▶ **Challenge**
Which lines in the material below contain the string "living"? List every such line, treating uppercase and lowercase as different.

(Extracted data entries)
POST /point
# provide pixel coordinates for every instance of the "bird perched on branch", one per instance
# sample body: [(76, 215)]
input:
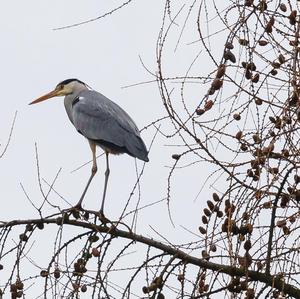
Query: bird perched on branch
[(102, 122)]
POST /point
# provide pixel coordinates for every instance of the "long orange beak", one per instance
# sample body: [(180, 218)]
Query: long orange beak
[(47, 96)]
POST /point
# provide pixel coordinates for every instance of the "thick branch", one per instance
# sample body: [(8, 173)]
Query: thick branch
[(269, 280)]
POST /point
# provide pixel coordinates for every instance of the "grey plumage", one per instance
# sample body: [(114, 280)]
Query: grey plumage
[(107, 124), (102, 122)]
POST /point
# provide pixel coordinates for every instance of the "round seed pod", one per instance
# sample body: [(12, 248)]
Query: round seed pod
[(262, 42), (211, 91), (229, 46), (248, 74), (200, 111), (274, 72), (239, 135), (247, 245), (216, 197), (281, 223), (23, 237), (205, 255), (95, 252), (202, 230), (255, 78), (269, 27), (243, 42), (228, 55), (220, 214), (221, 71), (210, 205), (292, 17), (19, 284), (249, 2), (256, 138), (217, 84), (262, 5), (29, 227), (286, 230), (44, 273), (176, 157), (283, 7), (213, 248), (208, 105), (207, 212), (40, 225), (244, 147), (275, 65), (281, 58), (56, 273), (180, 277)]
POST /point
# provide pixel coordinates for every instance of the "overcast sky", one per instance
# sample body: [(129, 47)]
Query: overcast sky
[(105, 55)]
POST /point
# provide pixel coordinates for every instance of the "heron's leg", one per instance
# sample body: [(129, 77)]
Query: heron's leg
[(94, 170), (107, 171)]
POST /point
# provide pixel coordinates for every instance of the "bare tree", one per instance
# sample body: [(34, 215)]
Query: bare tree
[(244, 62)]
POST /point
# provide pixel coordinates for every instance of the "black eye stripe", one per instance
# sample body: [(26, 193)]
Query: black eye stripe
[(67, 81), (76, 100)]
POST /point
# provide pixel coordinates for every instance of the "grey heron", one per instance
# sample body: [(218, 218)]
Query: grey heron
[(102, 122)]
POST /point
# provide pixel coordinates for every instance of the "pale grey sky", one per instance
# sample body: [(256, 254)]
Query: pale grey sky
[(105, 55)]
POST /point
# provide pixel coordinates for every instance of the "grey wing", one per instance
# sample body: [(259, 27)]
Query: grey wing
[(99, 119)]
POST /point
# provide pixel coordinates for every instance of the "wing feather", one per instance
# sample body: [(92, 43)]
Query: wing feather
[(98, 118)]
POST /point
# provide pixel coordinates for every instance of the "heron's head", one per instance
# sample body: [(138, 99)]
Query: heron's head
[(63, 88)]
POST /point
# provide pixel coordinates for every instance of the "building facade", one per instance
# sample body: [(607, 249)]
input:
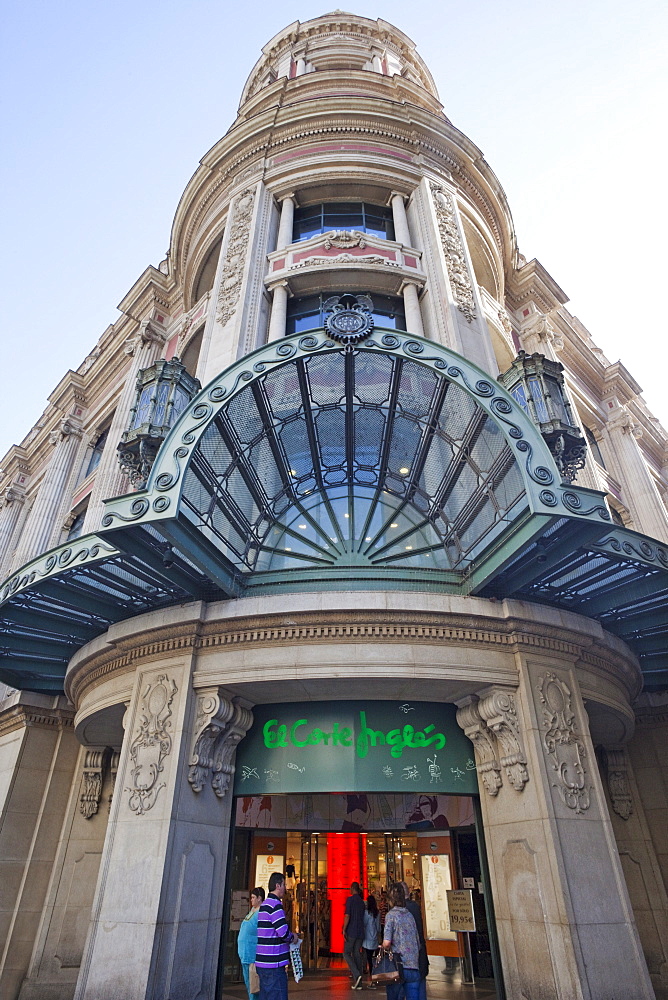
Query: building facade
[(354, 515)]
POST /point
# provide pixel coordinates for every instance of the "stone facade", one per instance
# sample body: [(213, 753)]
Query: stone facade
[(115, 798)]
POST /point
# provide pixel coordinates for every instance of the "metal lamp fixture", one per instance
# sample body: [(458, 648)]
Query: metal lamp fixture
[(163, 392), (537, 383)]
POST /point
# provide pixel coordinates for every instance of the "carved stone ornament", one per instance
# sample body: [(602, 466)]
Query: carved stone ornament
[(151, 744), (348, 318), (453, 250), (95, 763), (618, 781), (344, 240), (564, 748), (344, 258), (474, 726), (220, 725), (235, 256), (498, 711)]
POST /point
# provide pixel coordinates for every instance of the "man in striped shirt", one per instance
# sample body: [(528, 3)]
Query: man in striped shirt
[(274, 938)]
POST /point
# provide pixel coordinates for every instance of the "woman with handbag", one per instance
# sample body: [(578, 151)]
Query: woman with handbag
[(400, 936), (247, 944), (371, 932)]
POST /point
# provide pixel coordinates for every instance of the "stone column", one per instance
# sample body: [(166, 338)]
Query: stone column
[(401, 231), (11, 504), (640, 492), (412, 308), (639, 859), (279, 311), (38, 533), (38, 754), (565, 924), (284, 238), (145, 347), (156, 920)]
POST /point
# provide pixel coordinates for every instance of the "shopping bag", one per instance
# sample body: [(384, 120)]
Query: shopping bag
[(387, 968)]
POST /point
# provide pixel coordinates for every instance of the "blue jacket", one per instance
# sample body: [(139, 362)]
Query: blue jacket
[(247, 940)]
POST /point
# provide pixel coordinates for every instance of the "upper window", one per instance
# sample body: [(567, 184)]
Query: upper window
[(307, 313), (359, 215)]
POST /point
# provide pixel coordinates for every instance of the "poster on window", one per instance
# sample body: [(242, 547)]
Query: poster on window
[(265, 864), (435, 883)]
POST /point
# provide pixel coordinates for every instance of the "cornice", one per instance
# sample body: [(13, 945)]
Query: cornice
[(511, 635), (23, 716)]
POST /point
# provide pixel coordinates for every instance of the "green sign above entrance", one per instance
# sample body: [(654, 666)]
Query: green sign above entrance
[(350, 746)]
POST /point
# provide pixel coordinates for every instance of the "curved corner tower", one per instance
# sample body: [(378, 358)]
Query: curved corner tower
[(340, 514)]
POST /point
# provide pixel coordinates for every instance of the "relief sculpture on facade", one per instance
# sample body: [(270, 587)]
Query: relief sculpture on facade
[(564, 748), (453, 249), (151, 744), (235, 256), (219, 727)]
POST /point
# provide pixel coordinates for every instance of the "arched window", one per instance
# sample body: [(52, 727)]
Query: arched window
[(358, 215)]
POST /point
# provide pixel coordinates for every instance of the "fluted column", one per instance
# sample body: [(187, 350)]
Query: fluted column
[(401, 231), (38, 534), (284, 238), (279, 312), (640, 491), (145, 348), (412, 308), (11, 505)]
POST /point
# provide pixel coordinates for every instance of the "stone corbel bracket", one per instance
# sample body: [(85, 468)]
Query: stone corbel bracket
[(474, 726), (219, 727), (96, 762), (497, 709)]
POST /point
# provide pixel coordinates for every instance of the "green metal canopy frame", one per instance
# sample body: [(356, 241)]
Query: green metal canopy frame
[(390, 464)]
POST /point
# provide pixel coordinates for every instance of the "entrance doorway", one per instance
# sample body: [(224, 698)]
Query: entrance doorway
[(433, 848)]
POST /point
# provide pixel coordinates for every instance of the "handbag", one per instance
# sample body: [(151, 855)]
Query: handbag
[(387, 968)]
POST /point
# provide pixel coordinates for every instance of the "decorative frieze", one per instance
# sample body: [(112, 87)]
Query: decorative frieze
[(219, 727), (475, 727), (564, 748), (499, 712), (152, 744), (235, 256), (453, 250)]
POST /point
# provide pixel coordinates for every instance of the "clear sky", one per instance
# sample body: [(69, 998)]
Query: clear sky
[(109, 107)]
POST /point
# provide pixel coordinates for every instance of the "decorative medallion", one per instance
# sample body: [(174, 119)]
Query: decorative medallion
[(349, 318)]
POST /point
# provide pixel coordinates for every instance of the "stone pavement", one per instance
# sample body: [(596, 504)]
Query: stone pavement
[(324, 985)]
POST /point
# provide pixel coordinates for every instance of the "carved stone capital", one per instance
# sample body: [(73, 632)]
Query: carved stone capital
[(95, 764), (564, 748), (617, 764), (497, 709), (484, 743), (219, 727)]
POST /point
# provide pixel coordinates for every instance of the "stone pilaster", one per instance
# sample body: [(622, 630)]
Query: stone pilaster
[(640, 491), (564, 920), (11, 506), (41, 528), (145, 347), (160, 894)]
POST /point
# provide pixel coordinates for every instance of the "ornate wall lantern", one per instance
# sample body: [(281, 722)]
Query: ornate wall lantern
[(538, 386), (163, 392)]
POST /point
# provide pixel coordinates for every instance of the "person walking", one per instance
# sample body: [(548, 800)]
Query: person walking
[(401, 935), (423, 960), (353, 935), (247, 940), (274, 938), (371, 934)]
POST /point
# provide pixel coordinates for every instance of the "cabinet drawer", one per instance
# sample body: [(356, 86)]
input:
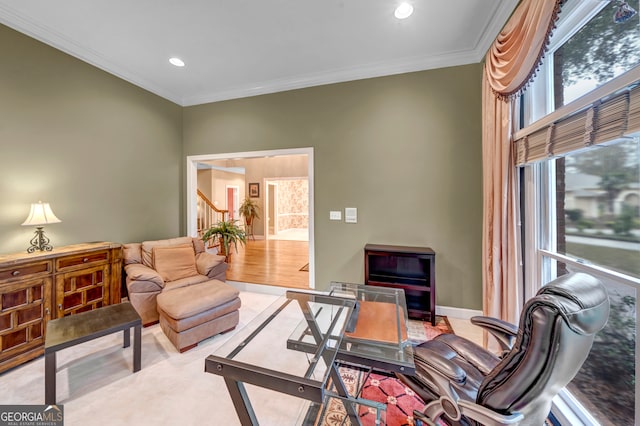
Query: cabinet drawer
[(86, 259), (27, 270)]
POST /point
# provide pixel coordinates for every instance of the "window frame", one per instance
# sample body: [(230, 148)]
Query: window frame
[(537, 185)]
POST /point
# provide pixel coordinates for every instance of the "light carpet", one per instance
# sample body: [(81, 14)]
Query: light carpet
[(97, 387)]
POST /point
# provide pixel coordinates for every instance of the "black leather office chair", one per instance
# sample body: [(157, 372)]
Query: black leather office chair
[(462, 383)]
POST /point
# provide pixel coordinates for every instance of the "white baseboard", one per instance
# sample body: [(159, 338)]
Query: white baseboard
[(258, 288), (461, 313)]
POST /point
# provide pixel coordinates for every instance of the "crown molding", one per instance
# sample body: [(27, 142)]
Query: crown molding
[(12, 19), (336, 76), (46, 35)]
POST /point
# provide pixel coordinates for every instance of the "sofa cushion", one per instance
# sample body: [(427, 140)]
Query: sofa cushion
[(198, 246), (175, 262), (188, 301), (138, 272), (184, 282), (147, 248), (131, 253)]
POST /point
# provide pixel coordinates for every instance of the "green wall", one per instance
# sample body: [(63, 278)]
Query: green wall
[(104, 153), (109, 157), (405, 150)]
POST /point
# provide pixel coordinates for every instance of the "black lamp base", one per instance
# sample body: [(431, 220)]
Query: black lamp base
[(39, 242)]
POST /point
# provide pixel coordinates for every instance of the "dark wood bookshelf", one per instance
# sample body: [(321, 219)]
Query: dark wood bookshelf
[(413, 269)]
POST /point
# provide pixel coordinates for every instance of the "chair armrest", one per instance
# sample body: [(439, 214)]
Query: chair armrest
[(142, 278), (433, 362), (206, 264), (486, 416), (504, 332)]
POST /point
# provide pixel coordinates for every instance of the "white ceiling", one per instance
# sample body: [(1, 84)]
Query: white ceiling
[(242, 48)]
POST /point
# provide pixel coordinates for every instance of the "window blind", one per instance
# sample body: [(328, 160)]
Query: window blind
[(604, 120)]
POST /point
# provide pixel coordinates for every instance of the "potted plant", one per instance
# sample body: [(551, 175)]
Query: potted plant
[(250, 210), (225, 232)]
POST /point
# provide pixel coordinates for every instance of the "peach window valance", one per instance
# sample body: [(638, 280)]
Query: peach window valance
[(515, 56), (510, 64)]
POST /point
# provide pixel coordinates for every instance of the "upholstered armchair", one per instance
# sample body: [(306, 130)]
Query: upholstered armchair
[(152, 267), (462, 383)]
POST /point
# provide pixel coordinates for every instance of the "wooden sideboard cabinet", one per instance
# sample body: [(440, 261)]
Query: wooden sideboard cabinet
[(412, 269), (37, 287)]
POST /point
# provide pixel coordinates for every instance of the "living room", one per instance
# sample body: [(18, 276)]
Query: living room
[(110, 157)]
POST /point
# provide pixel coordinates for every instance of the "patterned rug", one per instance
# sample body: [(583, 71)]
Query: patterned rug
[(398, 398)]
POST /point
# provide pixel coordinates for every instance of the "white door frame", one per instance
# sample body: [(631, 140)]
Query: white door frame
[(192, 186), (268, 207), (236, 200)]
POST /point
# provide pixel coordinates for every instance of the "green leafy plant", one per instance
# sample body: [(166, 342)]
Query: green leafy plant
[(225, 233), (250, 210)]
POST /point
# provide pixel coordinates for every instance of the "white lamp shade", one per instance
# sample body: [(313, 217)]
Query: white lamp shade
[(40, 214)]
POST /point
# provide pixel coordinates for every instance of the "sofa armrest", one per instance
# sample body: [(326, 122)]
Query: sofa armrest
[(141, 278), (211, 265)]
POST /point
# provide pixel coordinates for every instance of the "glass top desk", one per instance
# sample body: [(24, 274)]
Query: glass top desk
[(293, 347)]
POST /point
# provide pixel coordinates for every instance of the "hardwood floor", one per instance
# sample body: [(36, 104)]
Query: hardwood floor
[(271, 262)]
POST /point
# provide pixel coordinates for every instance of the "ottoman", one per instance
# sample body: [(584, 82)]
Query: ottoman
[(193, 313)]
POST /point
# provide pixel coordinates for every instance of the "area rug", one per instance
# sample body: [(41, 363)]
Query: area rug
[(399, 399)]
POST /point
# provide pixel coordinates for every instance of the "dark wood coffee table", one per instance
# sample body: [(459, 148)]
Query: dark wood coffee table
[(72, 330)]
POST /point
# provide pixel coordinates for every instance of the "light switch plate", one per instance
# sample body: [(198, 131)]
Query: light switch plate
[(351, 215)]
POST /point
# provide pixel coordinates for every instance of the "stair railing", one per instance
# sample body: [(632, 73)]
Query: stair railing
[(208, 214)]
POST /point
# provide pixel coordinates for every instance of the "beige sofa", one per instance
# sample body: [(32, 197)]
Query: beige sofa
[(177, 283)]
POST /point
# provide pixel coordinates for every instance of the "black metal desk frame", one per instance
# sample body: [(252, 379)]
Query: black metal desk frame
[(236, 373)]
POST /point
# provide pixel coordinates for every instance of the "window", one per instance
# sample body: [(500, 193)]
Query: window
[(581, 192)]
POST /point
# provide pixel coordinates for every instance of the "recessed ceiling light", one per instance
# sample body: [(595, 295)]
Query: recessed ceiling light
[(403, 11), (177, 62)]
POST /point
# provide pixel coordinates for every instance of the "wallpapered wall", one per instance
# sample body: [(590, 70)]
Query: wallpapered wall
[(293, 204)]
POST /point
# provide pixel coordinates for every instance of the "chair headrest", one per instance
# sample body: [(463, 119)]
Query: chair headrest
[(580, 298)]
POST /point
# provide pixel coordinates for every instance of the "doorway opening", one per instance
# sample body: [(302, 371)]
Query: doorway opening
[(286, 205), (264, 177)]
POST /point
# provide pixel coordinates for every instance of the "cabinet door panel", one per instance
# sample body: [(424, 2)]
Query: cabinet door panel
[(82, 290), (24, 310)]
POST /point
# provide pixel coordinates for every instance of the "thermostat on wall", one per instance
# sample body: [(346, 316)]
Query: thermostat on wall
[(351, 215)]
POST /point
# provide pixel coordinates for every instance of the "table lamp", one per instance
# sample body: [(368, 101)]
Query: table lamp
[(40, 214)]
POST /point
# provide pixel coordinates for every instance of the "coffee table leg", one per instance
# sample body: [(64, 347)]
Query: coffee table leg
[(241, 402), (127, 337), (50, 378), (137, 348), (343, 392)]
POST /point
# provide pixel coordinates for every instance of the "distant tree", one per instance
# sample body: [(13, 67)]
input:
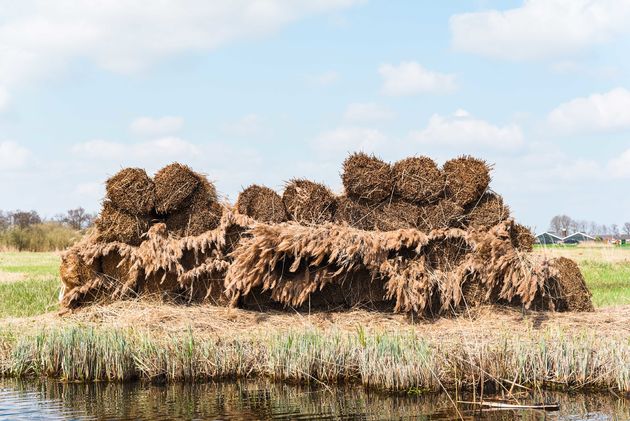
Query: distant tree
[(25, 219), (562, 225), (78, 219)]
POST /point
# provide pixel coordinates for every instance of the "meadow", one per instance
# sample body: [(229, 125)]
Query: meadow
[(503, 350)]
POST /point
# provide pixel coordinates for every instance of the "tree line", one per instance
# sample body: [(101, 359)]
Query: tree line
[(565, 225), (28, 231)]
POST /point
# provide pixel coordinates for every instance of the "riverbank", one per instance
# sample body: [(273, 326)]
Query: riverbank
[(501, 348)]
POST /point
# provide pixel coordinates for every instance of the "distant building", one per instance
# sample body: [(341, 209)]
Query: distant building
[(548, 238), (576, 238)]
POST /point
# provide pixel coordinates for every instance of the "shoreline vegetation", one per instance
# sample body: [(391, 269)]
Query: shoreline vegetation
[(504, 349)]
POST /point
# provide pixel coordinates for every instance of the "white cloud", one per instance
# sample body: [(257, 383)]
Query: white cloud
[(164, 149), (324, 79), (540, 28), (38, 37), (12, 155), (157, 126), (410, 78), (597, 112), (249, 125), (4, 98), (463, 130), (620, 167), (348, 139), (367, 112)]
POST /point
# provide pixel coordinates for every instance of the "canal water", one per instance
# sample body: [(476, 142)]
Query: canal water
[(50, 400)]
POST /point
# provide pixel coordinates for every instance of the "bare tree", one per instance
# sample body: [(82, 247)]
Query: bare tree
[(25, 219), (78, 219), (562, 225)]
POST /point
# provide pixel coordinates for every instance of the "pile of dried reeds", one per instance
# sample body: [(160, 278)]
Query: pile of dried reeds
[(408, 237)]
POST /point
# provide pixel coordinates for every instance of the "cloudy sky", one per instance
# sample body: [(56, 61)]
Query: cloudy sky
[(264, 90)]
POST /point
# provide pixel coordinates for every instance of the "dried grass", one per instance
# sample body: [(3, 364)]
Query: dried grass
[(488, 211), (173, 185), (418, 179), (467, 178), (309, 202), (262, 204), (115, 225), (367, 178), (132, 191)]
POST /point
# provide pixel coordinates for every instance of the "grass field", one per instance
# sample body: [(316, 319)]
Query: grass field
[(29, 282)]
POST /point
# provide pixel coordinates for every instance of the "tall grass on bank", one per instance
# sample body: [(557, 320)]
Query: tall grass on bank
[(48, 236), (380, 360)]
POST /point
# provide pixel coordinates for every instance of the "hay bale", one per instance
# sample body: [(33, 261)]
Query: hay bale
[(114, 224), (488, 211), (367, 178), (467, 178), (309, 202), (418, 179), (443, 214), (203, 213), (354, 214), (396, 215), (132, 190), (522, 238), (173, 185), (262, 204), (571, 290)]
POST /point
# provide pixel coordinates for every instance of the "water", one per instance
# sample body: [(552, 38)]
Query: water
[(49, 400)]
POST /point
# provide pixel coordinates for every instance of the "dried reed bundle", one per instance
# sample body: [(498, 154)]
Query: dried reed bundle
[(467, 178), (173, 185), (262, 204), (367, 178), (418, 179), (354, 214), (309, 202), (442, 214), (488, 211), (132, 191), (203, 213), (115, 225), (397, 215)]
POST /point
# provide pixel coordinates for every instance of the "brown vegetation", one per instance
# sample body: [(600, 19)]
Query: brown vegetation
[(387, 244)]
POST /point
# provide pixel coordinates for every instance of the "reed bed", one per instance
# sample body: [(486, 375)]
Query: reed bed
[(507, 360)]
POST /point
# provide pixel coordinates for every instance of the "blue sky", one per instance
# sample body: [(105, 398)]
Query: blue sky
[(262, 91)]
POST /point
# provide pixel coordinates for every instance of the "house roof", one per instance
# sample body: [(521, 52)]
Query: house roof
[(576, 234)]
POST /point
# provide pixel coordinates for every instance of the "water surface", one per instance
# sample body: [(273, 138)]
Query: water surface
[(50, 400)]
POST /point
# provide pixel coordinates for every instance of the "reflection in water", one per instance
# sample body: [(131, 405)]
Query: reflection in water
[(265, 400)]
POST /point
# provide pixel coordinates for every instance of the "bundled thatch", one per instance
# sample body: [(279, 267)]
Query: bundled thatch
[(173, 185), (467, 178), (354, 214), (442, 214), (418, 179), (132, 191), (397, 215), (203, 213), (262, 204), (522, 238), (367, 178), (568, 287), (309, 202), (114, 224), (488, 211)]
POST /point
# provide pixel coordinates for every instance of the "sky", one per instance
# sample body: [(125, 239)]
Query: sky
[(261, 91)]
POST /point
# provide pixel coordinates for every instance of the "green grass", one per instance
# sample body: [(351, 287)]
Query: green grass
[(609, 282), (36, 292)]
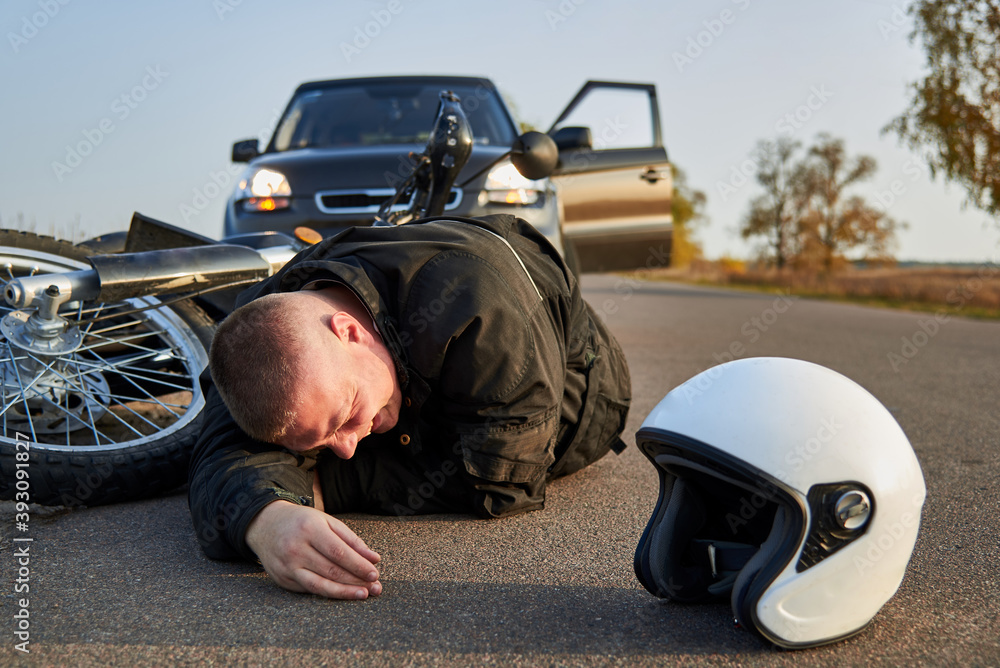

▶ **Finished task**
# provide pixel coordinates for every instance of the "living room", one per instance
Query: living room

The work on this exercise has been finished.